Work to do → Transcribe each line of the material as it is, and drop any picture.

Stored records →
++++++++++++++++++++

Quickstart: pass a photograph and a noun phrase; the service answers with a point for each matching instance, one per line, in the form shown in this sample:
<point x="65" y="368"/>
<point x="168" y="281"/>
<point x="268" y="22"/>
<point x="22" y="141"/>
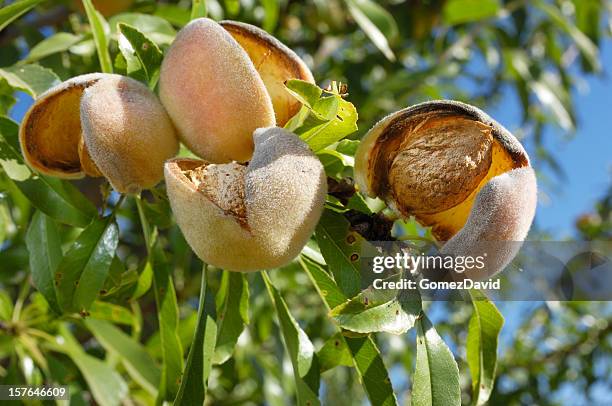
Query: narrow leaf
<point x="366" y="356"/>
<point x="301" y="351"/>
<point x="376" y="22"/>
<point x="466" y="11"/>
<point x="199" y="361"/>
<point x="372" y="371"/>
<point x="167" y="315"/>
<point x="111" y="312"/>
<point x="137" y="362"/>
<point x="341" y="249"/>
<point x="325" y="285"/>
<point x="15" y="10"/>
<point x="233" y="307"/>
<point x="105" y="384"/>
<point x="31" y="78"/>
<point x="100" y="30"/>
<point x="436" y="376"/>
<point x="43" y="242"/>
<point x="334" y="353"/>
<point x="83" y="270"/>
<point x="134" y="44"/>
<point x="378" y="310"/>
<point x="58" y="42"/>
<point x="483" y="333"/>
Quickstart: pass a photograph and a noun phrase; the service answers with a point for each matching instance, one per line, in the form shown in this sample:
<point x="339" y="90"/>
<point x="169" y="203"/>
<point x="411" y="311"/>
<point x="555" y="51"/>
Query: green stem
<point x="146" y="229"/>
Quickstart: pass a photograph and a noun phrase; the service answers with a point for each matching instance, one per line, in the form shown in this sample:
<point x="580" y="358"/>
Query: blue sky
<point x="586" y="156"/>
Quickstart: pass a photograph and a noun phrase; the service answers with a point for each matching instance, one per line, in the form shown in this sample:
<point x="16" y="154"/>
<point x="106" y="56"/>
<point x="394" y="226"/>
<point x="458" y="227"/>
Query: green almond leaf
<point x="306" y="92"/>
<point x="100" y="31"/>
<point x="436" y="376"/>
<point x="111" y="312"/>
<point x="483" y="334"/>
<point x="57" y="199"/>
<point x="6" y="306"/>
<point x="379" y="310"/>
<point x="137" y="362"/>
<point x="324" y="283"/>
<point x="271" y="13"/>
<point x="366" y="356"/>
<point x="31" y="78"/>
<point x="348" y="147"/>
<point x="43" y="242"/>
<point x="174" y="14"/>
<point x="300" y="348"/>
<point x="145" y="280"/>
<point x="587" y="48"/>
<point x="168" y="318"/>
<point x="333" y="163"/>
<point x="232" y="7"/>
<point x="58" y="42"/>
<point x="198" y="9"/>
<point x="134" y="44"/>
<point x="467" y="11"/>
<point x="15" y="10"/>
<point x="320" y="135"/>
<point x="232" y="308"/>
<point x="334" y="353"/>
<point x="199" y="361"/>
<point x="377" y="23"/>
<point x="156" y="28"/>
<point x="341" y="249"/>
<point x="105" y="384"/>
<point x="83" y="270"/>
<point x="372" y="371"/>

++++++++++++++++++++

The solution →
Quickstart: pass a photograph and a noun phrase; the service answers with a point for each matching instance, one per line, in the form shown in this sample:
<point x="65" y="368"/>
<point x="168" y="281"/>
<point x="268" y="22"/>
<point x="22" y="141"/>
Query: narrow leaf
<point x="366" y="356"/>
<point x="301" y="351"/>
<point x="376" y="22"/>
<point x="466" y="11"/>
<point x="199" y="361"/>
<point x="372" y="371"/>
<point x="167" y="315"/>
<point x="111" y="312"/>
<point x="137" y="362"/>
<point x="341" y="249"/>
<point x="325" y="285"/>
<point x="15" y="10"/>
<point x="233" y="307"/>
<point x="105" y="384"/>
<point x="31" y="78"/>
<point x="100" y="30"/>
<point x="436" y="376"/>
<point x="43" y="242"/>
<point x="334" y="353"/>
<point x="83" y="270"/>
<point x="134" y="44"/>
<point x="378" y="310"/>
<point x="58" y="42"/>
<point x="483" y="333"/>
Quickstart: pass a photograph and a noun phrase; the service answers with a point for each matching instance, one per line, in the form shown in this sample:
<point x="339" y="90"/>
<point x="169" y="203"/>
<point x="411" y="311"/>
<point x="555" y="51"/>
Query: green stem
<point x="146" y="229"/>
Quickstart: pass a photograph and a noun phrase; the service answers with a point for each matching instance, one per line, in the form shown in this sample:
<point x="580" y="358"/>
Query: blue sky
<point x="586" y="156"/>
Quickstart: pass a photograph and a noun phrase; the service answers with a point for each matching instance, one per line, in the form shown in this sample:
<point x="16" y="154"/>
<point x="106" y="56"/>
<point x="394" y="226"/>
<point x="458" y="227"/>
Query: green almond leaf
<point x="306" y="92"/>
<point x="100" y="31"/>
<point x="436" y="376"/>
<point x="111" y="312"/>
<point x="483" y="334"/>
<point x="57" y="199"/>
<point x="6" y="306"/>
<point x="379" y="310"/>
<point x="137" y="362"/>
<point x="324" y="283"/>
<point x="271" y="13"/>
<point x="366" y="356"/>
<point x="31" y="78"/>
<point x="348" y="147"/>
<point x="43" y="242"/>
<point x="174" y="14"/>
<point x="300" y="348"/>
<point x="145" y="280"/>
<point x="587" y="48"/>
<point x="168" y="318"/>
<point x="333" y="163"/>
<point x="232" y="7"/>
<point x="58" y="42"/>
<point x="198" y="9"/>
<point x="134" y="44"/>
<point x="467" y="11"/>
<point x="15" y="10"/>
<point x="320" y="135"/>
<point x="232" y="308"/>
<point x="334" y="353"/>
<point x="199" y="361"/>
<point x="377" y="23"/>
<point x="156" y="28"/>
<point x="341" y="249"/>
<point x="105" y="384"/>
<point x="83" y="270"/>
<point x="372" y="371"/>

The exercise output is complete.